[Исходный текст]
==*==
Вспоминает полковник запаса Олег Кривопалов:
15 февраля 1989 года я выходил из Афганистана уже во второй раз. Первый был в мае 1988-го — в составе 15-й бригады специального назначения, это была первая советская колонна, выведенная из страны. Но накануне мне позвонил начальник политотдела армии, генерал-лейтенант Захаров Александр Иванович, и предложил стать его заместителем.
Я сказал, что готов с ним служить хоть до победы мировой революции. Обычно такие назначения шли через Москву очень долго, но тут буквально не успел я перейти границу, как меня отправили обратно заместителем начальника политотдела 40-й армии, я вернулся в Кабул и служил до конца.А в феврале пришлось пересекать границу в 10 часов утра, в районе Кушки. Этому предшествовала драматическая операция по переброске боеприпасов в Кандагар, были потери и во время перехода через горные перевалы. В последний день войны, 15 февраля, погиб старший лейтенант Олег Матаков, но тогда уже эти потери особо никто не считал.
Была удивительно холодная для тех мест зима, страшные метели, и, когда мы шли к границе, никто из телевизионщиков не смог ничего снять — хлопья снега забивали объективы. Журналисты были со всего света, но больше всего горевали японцы: у них была самая лучшая техника по тем временам.
Афганские солдаты были очень насторожены, когда нас провожали, некоторые едва не плакали. По нашим следам уже шли моджахеды, захватывали оставленные посты и заставы, и было видно, что республиканская власть обречена.
И собаки, которые там с нами были, сбивались в стайки, выли и бежали за нами. Мы не могли их забрать, карантинная служба их не пропускала через границу. Наш командир батальона Анатолий Блажко спрятал одну овчарку в машину и провез на территорию СССР, потом отдал родителям. Остальных пришлось оставить.
Я, честно говоря, думал, что последние колонны будут принимать центральные власти, но получилось, что 15 февраля нас опять встречали только местные власти и военные, точно так же, как и когда выходили первые колонны. Зато поставили телефонные будки прямо в степи — и к ним выстроились огромные очереди, солдаты и офицеры звонили своим: "Я вернулся, я уже на родине". Я тоже своей жене позвонил.
В то время были очень суровые законы в отношении спиртного. Но, естественно, мы накрыли вечером 15-го числа стол, послали самого пробивного, он достал бутылку водки, и мы на большую компанию одну бутылку выпили. Думаю, во всех частях происходило то же самое. Но никто нас специально не собирал, не поздравлял, никаких торжеств не устраивали. Вышли и вышли.
==*==
[Данные]
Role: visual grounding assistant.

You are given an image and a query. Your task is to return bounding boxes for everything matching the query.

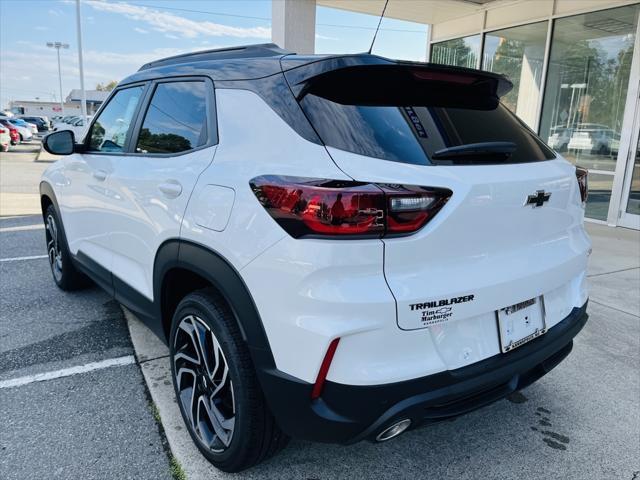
==*==
[Задания]
• a. Кто, согласно воспоминаниям о выводе войск из Афганистана, погиб в последний день войны, 15 февраля?
• b. Продолжите воспоминания о выводе войск из Афганистана, начиная сразу после фразы «Вышли и вышли».
Данные никак не связаны с исходным текстом.

[Ответы к заданиям]
• a. Старший лейтенант Олег Матаков.

• b.
Единственное, чем нас награждали по случаю выхода — именными часами, но вручали без имен и безо всякого торжественного ритуала. Выдавали карточки: "Уважаемый — прочерк — министр обороны СССР награждает вас именными часами за выполнение интернационального воинского долга в Афганистане". И все. Все тогда удивлялись, поскольку в годы войны награждали, вручая персонально подписанные и скрепленные печатью карточки. Потом кого-то награждали через два года, через двадцать лет. В Днепропетровске через двадцать пять лет удалось найти орден Красной Звезды, которым 29 февраля високосного 1988-го года был награжден рядовой Сережа Кочерженко. Была известна дата указа, в наградном листе есть адрес, откуда он уходил служить и где он жил все эти годы после войны. Но к этому относились так равнодушно, что четверть века не могли вручить ему этот орден. А многим до сих пор не вручили.
Все, конечно, переживали, что из центральных властей нас никто не встречал. Мы выполняли интернациональный долг солдата Советского Союза, а власти даже не соизволили прислать хоть чиновника какого-то из ЦК КПСС, чтобы встретить последние колонны. Да что там, когда перешли границу, оказалось, что нас уже сняли с довольствия. Начались брожения, пошла такая серая повседневность, офицеры сами ходили покупать продукты. И нас сразу стали рассылать в разные стороны — как израсходованный материал.
Через двое суток после возвращения на родину я получил приказ прибыть в Ташкент и улетел на военном самолете. Офицеры, которые входили в состав оперативной группы, вернулись в штаб армии, и сама группа подлежала расформированию. Все были в подавленном состоянии. Вроде служили, получили боевой опыт, рассчитывали, что впереди будет военная карьера, а получилось, что очень многих уволили.
Громов хотел сохранить 40-ю армию как реликвию, боевую армию, прошедшую дорогами Великой Отечественной войны и достойно показавшую себя в Афганистане. Но, к сожалению, пошел необратимый процесс разложения.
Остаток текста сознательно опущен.